— EXERCISE BRIEF —
Print each of the entries exactly, leaving nothing out.

— DATASET EXTRACT —
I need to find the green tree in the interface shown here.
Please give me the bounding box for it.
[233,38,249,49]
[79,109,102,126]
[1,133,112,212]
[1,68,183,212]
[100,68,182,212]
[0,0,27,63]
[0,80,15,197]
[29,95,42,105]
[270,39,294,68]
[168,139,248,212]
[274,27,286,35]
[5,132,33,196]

— SOLVED PROBLEM —
I need to find the green tree in the interface shown here.
Please give me the bounding box for it.
[233,38,249,49]
[79,109,102,126]
[1,133,112,212]
[1,68,183,212]
[100,68,182,212]
[0,0,27,63]
[0,80,15,197]
[29,95,42,105]
[270,39,294,68]
[168,139,248,212]
[274,27,286,35]
[5,132,33,196]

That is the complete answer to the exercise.